→ **TASK ITEM**
Every line below must be given again exactly.
== Segment start ==
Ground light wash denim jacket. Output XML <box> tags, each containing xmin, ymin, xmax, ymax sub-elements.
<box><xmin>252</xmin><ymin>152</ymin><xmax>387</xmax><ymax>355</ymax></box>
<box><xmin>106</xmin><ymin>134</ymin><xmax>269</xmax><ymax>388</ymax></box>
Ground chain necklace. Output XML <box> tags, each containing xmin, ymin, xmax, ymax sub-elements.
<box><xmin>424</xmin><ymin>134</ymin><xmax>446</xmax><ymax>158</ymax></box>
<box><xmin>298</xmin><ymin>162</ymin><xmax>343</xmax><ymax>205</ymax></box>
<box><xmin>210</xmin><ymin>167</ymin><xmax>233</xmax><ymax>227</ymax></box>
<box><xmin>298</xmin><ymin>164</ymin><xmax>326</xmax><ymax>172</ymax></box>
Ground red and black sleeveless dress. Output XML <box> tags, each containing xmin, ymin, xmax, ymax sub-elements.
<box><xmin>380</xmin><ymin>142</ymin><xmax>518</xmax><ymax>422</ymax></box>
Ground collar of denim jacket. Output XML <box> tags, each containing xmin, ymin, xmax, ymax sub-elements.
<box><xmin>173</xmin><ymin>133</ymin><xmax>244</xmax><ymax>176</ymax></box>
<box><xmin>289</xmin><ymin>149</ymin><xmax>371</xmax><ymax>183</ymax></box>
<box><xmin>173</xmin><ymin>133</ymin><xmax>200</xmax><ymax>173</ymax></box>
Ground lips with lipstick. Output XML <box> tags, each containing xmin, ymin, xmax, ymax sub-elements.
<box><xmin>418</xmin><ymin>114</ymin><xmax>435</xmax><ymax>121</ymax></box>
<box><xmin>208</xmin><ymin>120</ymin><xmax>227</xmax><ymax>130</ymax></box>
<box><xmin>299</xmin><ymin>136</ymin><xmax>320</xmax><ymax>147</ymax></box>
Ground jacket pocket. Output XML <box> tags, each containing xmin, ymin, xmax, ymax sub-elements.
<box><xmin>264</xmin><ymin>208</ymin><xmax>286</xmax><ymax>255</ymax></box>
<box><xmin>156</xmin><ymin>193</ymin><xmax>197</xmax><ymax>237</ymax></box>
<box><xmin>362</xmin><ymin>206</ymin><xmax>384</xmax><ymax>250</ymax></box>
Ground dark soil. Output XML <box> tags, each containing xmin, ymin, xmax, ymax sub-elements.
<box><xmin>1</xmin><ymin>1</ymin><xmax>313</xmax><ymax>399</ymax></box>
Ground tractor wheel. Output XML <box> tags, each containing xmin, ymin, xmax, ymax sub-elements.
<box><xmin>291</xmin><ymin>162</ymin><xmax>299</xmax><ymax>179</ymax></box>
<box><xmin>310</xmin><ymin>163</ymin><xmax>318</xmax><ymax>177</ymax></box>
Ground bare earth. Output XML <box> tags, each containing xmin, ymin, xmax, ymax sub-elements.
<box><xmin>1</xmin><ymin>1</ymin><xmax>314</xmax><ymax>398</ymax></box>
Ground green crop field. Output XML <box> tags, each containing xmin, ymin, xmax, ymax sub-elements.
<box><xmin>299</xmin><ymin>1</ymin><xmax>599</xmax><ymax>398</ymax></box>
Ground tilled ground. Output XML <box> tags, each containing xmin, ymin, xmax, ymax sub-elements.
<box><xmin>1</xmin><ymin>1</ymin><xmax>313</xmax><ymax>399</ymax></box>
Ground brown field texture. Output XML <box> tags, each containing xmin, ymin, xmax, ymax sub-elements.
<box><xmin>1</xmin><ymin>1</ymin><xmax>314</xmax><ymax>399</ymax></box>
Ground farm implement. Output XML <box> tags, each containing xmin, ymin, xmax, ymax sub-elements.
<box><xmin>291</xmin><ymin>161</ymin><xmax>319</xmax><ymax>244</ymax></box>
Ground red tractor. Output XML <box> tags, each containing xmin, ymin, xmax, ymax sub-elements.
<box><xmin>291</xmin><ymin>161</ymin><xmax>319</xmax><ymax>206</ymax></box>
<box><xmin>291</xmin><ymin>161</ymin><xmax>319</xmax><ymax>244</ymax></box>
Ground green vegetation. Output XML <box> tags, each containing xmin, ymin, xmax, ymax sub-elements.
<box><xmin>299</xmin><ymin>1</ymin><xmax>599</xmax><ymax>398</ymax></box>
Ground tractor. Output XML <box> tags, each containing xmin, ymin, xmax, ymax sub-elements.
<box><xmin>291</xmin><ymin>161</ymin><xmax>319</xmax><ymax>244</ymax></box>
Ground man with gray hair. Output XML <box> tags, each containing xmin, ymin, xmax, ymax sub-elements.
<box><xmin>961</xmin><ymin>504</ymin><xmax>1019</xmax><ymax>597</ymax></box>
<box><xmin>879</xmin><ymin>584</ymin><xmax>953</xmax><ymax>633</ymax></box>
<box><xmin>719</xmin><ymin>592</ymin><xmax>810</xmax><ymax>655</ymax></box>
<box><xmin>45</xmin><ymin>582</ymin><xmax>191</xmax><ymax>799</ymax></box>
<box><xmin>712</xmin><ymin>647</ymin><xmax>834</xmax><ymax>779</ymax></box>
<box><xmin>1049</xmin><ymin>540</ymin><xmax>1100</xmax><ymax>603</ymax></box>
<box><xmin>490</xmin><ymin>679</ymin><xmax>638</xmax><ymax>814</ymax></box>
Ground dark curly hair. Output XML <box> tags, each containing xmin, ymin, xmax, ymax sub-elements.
== Segment end ==
→ **WRITTEN ANSWER**
Ground light wash denim jacket. Output XML <box> tags, each containing xmin, ymin, xmax, ymax sub-elements.
<box><xmin>252</xmin><ymin>152</ymin><xmax>387</xmax><ymax>355</ymax></box>
<box><xmin>106</xmin><ymin>134</ymin><xmax>269</xmax><ymax>388</ymax></box>
Ground chain necklace. Output XML <box> tags, each containing xmin, ymin, xmax, ymax sub-elements.
<box><xmin>424</xmin><ymin>134</ymin><xmax>446</xmax><ymax>158</ymax></box>
<box><xmin>298</xmin><ymin>162</ymin><xmax>343</xmax><ymax>205</ymax></box>
<box><xmin>210</xmin><ymin>167</ymin><xmax>233</xmax><ymax>227</ymax></box>
<box><xmin>298</xmin><ymin>164</ymin><xmax>326</xmax><ymax>172</ymax></box>
Ground red and black sleeveless dress. Output XML <box> tags, each containing xmin, ymin, xmax, ymax sub-elements.
<box><xmin>380</xmin><ymin>142</ymin><xmax>518</xmax><ymax>422</ymax></box>
Ground collar of denim jacket. Output XML <box> tags, each containing xmin, ymin, xmax, ymax sub-elements.
<box><xmin>173</xmin><ymin>133</ymin><xmax>244</xmax><ymax>176</ymax></box>
<box><xmin>289</xmin><ymin>149</ymin><xmax>371</xmax><ymax>183</ymax></box>
<box><xmin>173</xmin><ymin>133</ymin><xmax>200</xmax><ymax>173</ymax></box>
Ground lips with lipstick. Output XML <box> tags, each containing xmin, ymin, xmax, ymax sub-elements.
<box><xmin>418</xmin><ymin>114</ymin><xmax>435</xmax><ymax>121</ymax></box>
<box><xmin>208</xmin><ymin>120</ymin><xmax>227</xmax><ymax>130</ymax></box>
<box><xmin>299</xmin><ymin>136</ymin><xmax>320</xmax><ymax>147</ymax></box>
Ground jacket pocket. Output XML <box> tags, each containing xmin, ymin, xmax, ymax sub-elements.
<box><xmin>264</xmin><ymin>208</ymin><xmax>286</xmax><ymax>255</ymax></box>
<box><xmin>156</xmin><ymin>193</ymin><xmax>197</xmax><ymax>237</ymax></box>
<box><xmin>362</xmin><ymin>206</ymin><xmax>384</xmax><ymax>250</ymax></box>
Ground dark soil. Output XML <box> tags, each containing xmin, ymin, xmax, ymax sub-elements.
<box><xmin>1</xmin><ymin>1</ymin><xmax>313</xmax><ymax>399</ymax></box>
Ground tractor wheel. Output XML <box> tags, each containing xmin, ymin, xmax, ymax sub-elements.
<box><xmin>291</xmin><ymin>162</ymin><xmax>299</xmax><ymax>179</ymax></box>
<box><xmin>310</xmin><ymin>163</ymin><xmax>318</xmax><ymax>177</ymax></box>
Ground bare earth. Output XML <box> tags, each containing xmin, ymin, xmax, ymax sub-elements.
<box><xmin>1</xmin><ymin>1</ymin><xmax>314</xmax><ymax>398</ymax></box>
Ground green crop field. Output XML <box> tags, each containing xmin, ymin, xmax, ymax sub-elements.
<box><xmin>299</xmin><ymin>1</ymin><xmax>599</xmax><ymax>398</ymax></box>
Ground tilled ground. Output XML <box> tags, each containing xmin, ymin, xmax, ymax sub-elements.
<box><xmin>1</xmin><ymin>1</ymin><xmax>313</xmax><ymax>399</ymax></box>
Ground brown field texture. Output XML <box> tags, each containing xmin, ymin, xmax, ymax sub-elements.
<box><xmin>1</xmin><ymin>1</ymin><xmax>314</xmax><ymax>399</ymax></box>
Ground farm implement. Output XML <box> tags, each containing xmin, ymin, xmax, ymax sub-elements.
<box><xmin>291</xmin><ymin>161</ymin><xmax>319</xmax><ymax>244</ymax></box>
Ground red tractor. Output XML <box> tags, each containing xmin, ymin, xmax, ymax sub-elements.
<box><xmin>291</xmin><ymin>161</ymin><xmax>319</xmax><ymax>206</ymax></box>
<box><xmin>291</xmin><ymin>161</ymin><xmax>319</xmax><ymax>244</ymax></box>
Ground green vegetation. Output XML <box> tags, each containing xmin, ymin, xmax, ymax sub-elements.
<box><xmin>299</xmin><ymin>1</ymin><xmax>599</xmax><ymax>398</ymax></box>
Ground tractor. Output XML <box> tags, each containing xmin, ymin, xmax, ymax sub-elements.
<box><xmin>291</xmin><ymin>161</ymin><xmax>319</xmax><ymax>244</ymax></box>
Ground man with gray hair. Output XML <box> tags, each containing xmin, ymin, xmax, ymax sub-elements.
<box><xmin>961</xmin><ymin>504</ymin><xmax>1019</xmax><ymax>597</ymax></box>
<box><xmin>879</xmin><ymin>584</ymin><xmax>953</xmax><ymax>633</ymax></box>
<box><xmin>719</xmin><ymin>592</ymin><xmax>810</xmax><ymax>655</ymax></box>
<box><xmin>45</xmin><ymin>582</ymin><xmax>191</xmax><ymax>799</ymax></box>
<box><xmin>712</xmin><ymin>647</ymin><xmax>834</xmax><ymax>779</ymax></box>
<box><xmin>1049</xmin><ymin>540</ymin><xmax>1100</xmax><ymax>603</ymax></box>
<box><xmin>490</xmin><ymin>679</ymin><xmax>638</xmax><ymax>814</ymax></box>
Ground dark curly hair. Output XML <box> tags, each containing xmin, ymin, xmax, ymax sub-elements.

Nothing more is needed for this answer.